TASK BRIEF:
Please locate each line in the items below that contains the word "hillside" and copy those lines.

%%

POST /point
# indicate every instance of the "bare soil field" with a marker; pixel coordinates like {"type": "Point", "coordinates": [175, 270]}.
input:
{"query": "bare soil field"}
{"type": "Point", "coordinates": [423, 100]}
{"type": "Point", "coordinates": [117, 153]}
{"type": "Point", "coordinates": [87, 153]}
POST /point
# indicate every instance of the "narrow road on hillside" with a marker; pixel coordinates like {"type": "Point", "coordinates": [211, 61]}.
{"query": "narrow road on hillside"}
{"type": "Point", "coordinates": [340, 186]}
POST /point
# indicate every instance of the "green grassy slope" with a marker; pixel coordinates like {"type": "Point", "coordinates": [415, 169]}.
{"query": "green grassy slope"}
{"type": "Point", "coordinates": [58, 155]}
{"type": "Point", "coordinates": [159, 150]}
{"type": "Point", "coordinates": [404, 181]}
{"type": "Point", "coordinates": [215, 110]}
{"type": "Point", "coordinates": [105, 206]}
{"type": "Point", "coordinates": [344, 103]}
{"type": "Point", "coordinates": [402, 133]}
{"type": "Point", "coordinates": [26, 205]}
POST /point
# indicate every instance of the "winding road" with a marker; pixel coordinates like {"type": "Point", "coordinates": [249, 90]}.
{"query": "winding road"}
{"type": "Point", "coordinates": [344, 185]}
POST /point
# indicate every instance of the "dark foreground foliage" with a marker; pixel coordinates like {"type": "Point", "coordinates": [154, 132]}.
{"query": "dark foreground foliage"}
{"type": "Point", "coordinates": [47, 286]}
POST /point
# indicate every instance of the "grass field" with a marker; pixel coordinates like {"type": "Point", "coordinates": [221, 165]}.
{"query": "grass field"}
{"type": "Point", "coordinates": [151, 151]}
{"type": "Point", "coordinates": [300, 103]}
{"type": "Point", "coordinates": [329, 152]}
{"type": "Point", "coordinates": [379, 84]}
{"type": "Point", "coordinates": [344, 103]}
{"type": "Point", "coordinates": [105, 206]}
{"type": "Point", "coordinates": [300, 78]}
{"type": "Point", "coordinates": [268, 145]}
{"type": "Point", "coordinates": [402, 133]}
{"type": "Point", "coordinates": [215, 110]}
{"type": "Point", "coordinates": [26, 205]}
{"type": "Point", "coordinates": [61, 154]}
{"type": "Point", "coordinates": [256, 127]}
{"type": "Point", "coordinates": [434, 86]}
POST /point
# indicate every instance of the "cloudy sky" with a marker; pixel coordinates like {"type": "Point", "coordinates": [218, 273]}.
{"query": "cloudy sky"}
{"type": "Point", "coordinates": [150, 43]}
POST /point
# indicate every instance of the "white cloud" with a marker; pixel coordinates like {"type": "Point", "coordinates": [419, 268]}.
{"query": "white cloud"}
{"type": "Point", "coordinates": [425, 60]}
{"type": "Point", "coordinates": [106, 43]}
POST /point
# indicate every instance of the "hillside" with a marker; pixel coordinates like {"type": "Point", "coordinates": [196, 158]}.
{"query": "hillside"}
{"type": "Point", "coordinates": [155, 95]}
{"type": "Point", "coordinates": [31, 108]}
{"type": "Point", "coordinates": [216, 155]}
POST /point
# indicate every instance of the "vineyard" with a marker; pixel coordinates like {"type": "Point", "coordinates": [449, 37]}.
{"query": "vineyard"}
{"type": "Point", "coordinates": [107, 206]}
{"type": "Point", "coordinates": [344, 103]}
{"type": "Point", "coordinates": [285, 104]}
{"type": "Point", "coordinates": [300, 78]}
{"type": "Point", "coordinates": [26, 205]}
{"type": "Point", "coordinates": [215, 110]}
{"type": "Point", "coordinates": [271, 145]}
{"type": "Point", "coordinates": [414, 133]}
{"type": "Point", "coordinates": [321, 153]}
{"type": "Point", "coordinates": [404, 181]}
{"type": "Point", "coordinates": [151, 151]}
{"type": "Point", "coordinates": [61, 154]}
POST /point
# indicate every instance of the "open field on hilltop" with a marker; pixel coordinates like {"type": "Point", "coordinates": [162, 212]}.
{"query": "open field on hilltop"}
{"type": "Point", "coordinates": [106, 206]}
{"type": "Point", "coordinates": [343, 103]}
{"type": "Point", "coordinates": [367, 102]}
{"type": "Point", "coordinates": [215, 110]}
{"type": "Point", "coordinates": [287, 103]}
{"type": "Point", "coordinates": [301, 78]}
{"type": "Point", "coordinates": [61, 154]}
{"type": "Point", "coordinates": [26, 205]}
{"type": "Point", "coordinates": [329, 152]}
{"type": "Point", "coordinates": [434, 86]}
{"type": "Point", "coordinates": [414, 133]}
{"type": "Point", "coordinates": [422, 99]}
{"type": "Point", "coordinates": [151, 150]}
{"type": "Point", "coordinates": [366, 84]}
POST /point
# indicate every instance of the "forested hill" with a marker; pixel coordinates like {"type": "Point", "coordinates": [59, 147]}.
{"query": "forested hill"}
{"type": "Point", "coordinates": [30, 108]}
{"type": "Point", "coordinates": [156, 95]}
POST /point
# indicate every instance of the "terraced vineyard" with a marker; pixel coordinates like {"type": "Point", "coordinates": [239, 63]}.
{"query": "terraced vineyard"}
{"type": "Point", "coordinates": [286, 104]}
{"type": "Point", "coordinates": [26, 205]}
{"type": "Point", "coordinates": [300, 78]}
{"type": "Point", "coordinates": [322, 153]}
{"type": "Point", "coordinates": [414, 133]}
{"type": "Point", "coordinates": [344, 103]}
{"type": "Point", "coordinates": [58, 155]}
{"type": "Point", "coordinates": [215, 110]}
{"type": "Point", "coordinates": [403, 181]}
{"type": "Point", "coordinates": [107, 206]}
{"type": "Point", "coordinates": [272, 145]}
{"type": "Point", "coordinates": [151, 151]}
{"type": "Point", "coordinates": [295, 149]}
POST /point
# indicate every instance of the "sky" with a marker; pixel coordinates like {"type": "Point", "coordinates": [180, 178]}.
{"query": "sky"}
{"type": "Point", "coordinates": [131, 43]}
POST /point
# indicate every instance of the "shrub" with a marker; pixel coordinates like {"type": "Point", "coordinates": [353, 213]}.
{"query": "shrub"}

%%

CORRECT OUTPUT:
# indicate every instance of the "narrow road on hillside" with a marker; pixel coordinates like {"type": "Point", "coordinates": [211, 61]}.
{"query": "narrow road on hillside"}
# indicate every instance of the "hillside" with a marker; pixel coordinates like {"type": "Point", "coordinates": [196, 158]}.
{"query": "hillside"}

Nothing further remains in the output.